Every record here must be set down once more, precisely as it reads.

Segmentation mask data

[Start of section]

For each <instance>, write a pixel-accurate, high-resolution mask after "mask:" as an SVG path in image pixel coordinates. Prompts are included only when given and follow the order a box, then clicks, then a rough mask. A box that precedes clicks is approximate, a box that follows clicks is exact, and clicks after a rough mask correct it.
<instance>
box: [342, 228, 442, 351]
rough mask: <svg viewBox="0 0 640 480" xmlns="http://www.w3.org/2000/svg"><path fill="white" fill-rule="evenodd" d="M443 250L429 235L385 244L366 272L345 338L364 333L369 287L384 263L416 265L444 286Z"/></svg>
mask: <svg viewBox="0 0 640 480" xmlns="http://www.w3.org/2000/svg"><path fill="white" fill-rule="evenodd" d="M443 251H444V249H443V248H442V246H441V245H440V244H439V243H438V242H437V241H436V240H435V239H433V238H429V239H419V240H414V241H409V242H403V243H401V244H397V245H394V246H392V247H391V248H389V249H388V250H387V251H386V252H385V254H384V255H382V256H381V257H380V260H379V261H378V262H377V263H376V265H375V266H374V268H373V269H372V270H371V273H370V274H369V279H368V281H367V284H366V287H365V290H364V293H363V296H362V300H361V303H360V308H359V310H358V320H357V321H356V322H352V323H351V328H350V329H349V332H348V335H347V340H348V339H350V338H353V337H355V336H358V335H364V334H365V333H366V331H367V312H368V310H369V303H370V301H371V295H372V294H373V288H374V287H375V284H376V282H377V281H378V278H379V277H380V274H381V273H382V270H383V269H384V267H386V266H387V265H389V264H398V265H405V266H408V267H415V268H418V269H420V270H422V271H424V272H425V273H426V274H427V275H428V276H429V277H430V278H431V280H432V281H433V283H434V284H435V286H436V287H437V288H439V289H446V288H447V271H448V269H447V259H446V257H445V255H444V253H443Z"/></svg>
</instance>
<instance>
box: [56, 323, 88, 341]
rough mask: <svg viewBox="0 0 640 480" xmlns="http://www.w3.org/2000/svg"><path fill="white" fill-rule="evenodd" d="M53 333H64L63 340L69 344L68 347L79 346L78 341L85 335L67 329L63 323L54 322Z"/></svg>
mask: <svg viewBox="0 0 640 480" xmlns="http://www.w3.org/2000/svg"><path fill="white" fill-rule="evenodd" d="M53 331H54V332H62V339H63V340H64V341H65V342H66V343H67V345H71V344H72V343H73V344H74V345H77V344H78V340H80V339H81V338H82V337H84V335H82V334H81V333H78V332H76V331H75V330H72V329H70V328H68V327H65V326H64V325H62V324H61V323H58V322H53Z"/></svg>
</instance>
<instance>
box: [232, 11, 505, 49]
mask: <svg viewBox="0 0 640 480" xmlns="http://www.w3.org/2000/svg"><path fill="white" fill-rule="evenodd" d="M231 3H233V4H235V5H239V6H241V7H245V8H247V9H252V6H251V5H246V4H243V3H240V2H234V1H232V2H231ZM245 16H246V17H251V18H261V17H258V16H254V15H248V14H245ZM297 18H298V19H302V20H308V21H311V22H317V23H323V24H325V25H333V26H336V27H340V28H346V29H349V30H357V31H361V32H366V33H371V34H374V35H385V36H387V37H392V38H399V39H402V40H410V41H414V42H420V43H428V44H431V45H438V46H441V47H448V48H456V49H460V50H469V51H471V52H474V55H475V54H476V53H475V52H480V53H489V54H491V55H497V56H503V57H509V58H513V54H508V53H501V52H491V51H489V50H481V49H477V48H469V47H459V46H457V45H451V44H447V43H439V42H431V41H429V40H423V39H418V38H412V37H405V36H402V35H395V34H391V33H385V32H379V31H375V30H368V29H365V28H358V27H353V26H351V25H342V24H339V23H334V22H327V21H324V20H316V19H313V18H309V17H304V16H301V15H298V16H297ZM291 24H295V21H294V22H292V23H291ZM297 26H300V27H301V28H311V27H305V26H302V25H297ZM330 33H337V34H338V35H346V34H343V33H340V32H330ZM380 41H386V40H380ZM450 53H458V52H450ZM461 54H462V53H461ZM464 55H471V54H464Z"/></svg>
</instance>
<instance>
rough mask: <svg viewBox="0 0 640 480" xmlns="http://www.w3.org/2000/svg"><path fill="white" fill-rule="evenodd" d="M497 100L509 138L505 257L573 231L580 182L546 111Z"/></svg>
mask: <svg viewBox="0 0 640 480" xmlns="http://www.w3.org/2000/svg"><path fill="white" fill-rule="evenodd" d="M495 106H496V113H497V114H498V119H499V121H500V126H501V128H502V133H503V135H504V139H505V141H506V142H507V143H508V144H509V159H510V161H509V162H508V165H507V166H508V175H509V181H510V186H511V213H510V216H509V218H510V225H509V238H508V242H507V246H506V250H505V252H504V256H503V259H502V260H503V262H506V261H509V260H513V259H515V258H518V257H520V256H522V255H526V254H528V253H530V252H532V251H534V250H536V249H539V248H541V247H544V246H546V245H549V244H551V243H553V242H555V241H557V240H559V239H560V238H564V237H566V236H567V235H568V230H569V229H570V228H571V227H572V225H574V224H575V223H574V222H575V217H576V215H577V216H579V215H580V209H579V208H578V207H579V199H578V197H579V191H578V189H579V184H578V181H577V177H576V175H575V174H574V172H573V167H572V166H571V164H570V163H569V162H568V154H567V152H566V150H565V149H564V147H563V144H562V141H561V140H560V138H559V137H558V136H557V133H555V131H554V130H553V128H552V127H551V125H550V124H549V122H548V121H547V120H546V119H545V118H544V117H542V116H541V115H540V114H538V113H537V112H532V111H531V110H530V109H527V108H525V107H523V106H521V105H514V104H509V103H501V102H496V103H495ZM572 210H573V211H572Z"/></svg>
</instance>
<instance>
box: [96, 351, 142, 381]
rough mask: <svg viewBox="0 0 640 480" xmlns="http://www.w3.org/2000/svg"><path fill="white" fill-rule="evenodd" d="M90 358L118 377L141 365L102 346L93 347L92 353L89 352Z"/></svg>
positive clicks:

[End of section]

> [Exercise solution]
For each <instance>, write a pixel-accurate, high-resolution mask after "mask:" as an SVG path in image pixel coordinates. Prompts are included only when given and follow the order a box, then clicks, then a rough mask. A box that precedes clicks is approximate, a box that follows clicks is exact, and clicks after a rough mask correct it.
<instance>
box: [342, 228, 442, 351]
rough mask: <svg viewBox="0 0 640 480" xmlns="http://www.w3.org/2000/svg"><path fill="white" fill-rule="evenodd" d="M443 250L429 235L385 244L366 272L345 338L364 333L369 287L384 263L416 265L444 286Z"/></svg>
mask: <svg viewBox="0 0 640 480" xmlns="http://www.w3.org/2000/svg"><path fill="white" fill-rule="evenodd" d="M443 251H444V249H443V248H442V246H441V245H440V244H439V243H438V242H437V241H436V240H435V239H433V238H429V239H419V240H414V241H409V242H403V243H401V244H397V245H394V246H392V247H391V248H389V249H388V250H387V251H386V252H385V254H384V255H382V256H381V257H380V260H379V261H378V262H377V263H376V265H375V266H374V268H373V269H372V270H371V273H370V274H369V279H368V281H367V284H366V287H365V290H364V293H363V296H362V300H361V303H360V308H359V310H358V320H357V321H356V322H352V323H351V328H350V329H349V332H348V335H347V340H348V339H350V338H353V337H355V336H358V335H364V334H365V333H366V331H367V312H368V310H369V303H370V301H371V295H372V294H373V288H374V287H375V284H376V282H377V281H378V278H379V277H380V274H381V273H382V270H383V269H384V267H386V266H387V265H389V264H398V265H405V266H408V267H415V268H418V269H420V270H422V271H424V272H425V273H426V274H427V275H428V276H429V277H430V278H431V280H432V281H433V283H434V284H435V286H436V287H437V288H439V289H446V288H447V271H448V269H447V259H446V257H445V255H444V253H443Z"/></svg>
</instance>
<instance>
box: [56, 323, 88, 341]
rough mask: <svg viewBox="0 0 640 480" xmlns="http://www.w3.org/2000/svg"><path fill="white" fill-rule="evenodd" d="M53 333H64L63 340L69 344L68 347L79 346L78 341L85 335L67 329L63 323L54 322Z"/></svg>
mask: <svg viewBox="0 0 640 480" xmlns="http://www.w3.org/2000/svg"><path fill="white" fill-rule="evenodd" d="M53 331H54V332H62V339H63V340H64V341H65V342H66V343H67V345H71V344H72V343H73V344H74V345H77V344H78V340H80V339H81V338H82V337H84V335H82V334H81V333H78V332H76V331H75V330H72V329H70V328H68V327H65V326H64V325H62V324H61V323H58V322H53Z"/></svg>
</instance>
<instance>
box: [232, 11, 505, 49]
mask: <svg viewBox="0 0 640 480" xmlns="http://www.w3.org/2000/svg"><path fill="white" fill-rule="evenodd" d="M231 3H233V4H235V5H239V6H241V7H245V8H247V9H252V6H251V5H246V4H243V3H240V2H234V1H232V2H231ZM245 16H246V17H251V18H261V17H258V16H254V15H248V14H245ZM297 18H298V19H302V20H308V21H311V22H317V23H323V24H325V25H333V26H336V27H340V28H346V29H349V30H357V31H361V32H366V33H371V34H374V35H385V36H387V37H392V38H399V39H402V40H410V41H414V42H420V43H428V44H431V45H438V46H441V47H448V48H456V49H460V50H469V51H471V52H474V55H475V54H476V53H475V52H480V53H489V54H491V55H497V56H503V57H509V58H513V54H508V53H501V52H491V51H489V50H481V49H477V48H469V47H459V46H457V45H451V44H447V43H439V42H431V41H429V40H423V39H418V38H412V37H405V36H402V35H395V34H391V33H385V32H379V31H375V30H368V29H365V28H358V27H353V26H351V25H342V24H339V23H334V22H327V21H324V20H316V19H313V18H309V17H304V16H301V15H298V16H297ZM291 24H295V21H294V22H292V23H291ZM297 26H300V27H301V28H311V27H305V26H302V25H297ZM330 33H337V34H338V35H346V34H343V33H340V32H330ZM380 41H386V40H380ZM450 53H458V52H450ZM461 54H462V53H461ZM464 55H471V54H464Z"/></svg>
</instance>
<instance>
rough mask: <svg viewBox="0 0 640 480" xmlns="http://www.w3.org/2000/svg"><path fill="white" fill-rule="evenodd" d="M497 100L509 138L505 257L573 231L580 182L546 111Z"/></svg>
mask: <svg viewBox="0 0 640 480" xmlns="http://www.w3.org/2000/svg"><path fill="white" fill-rule="evenodd" d="M495 106H496V113H497V114H498V119H499V121H500V126H501V128H502V133H503V135H504V139H505V141H506V142H507V143H508V144H509V159H510V161H509V162H508V165H507V166H508V175H509V181H510V186H511V213H510V216H509V218H510V225H509V238H508V242H507V246H506V250H505V252H504V256H503V259H502V260H503V262H506V261H509V260H513V259H515V258H518V257H520V256H522V255H526V254H528V253H530V252H532V251H534V250H536V249H539V248H541V247H544V246H546V245H549V244H551V243H553V242H555V241H557V240H559V239H560V238H564V237H566V236H567V235H568V230H569V229H570V228H571V227H572V225H574V224H575V223H574V222H575V217H576V215H577V216H579V215H580V209H579V208H578V207H579V199H578V197H579V191H578V189H579V184H578V181H577V177H576V175H575V174H574V172H573V167H572V166H571V164H570V163H569V162H568V154H567V152H566V150H565V149H564V147H563V144H562V141H561V140H560V138H559V137H558V136H557V133H555V131H554V130H553V128H552V127H551V125H550V124H549V122H548V121H547V120H546V119H545V118H544V117H542V116H541V115H540V114H538V113H537V112H532V111H531V110H530V109H527V108H525V107H523V106H521V105H514V104H509V103H501V102H496V103H495ZM572 210H573V211H572Z"/></svg>
</instance>
<instance>
box: [96, 351, 142, 381]
rough mask: <svg viewBox="0 0 640 480" xmlns="http://www.w3.org/2000/svg"><path fill="white" fill-rule="evenodd" d="M90 358L118 377L141 365L102 346L93 347L92 353L89 352Z"/></svg>
positive clicks:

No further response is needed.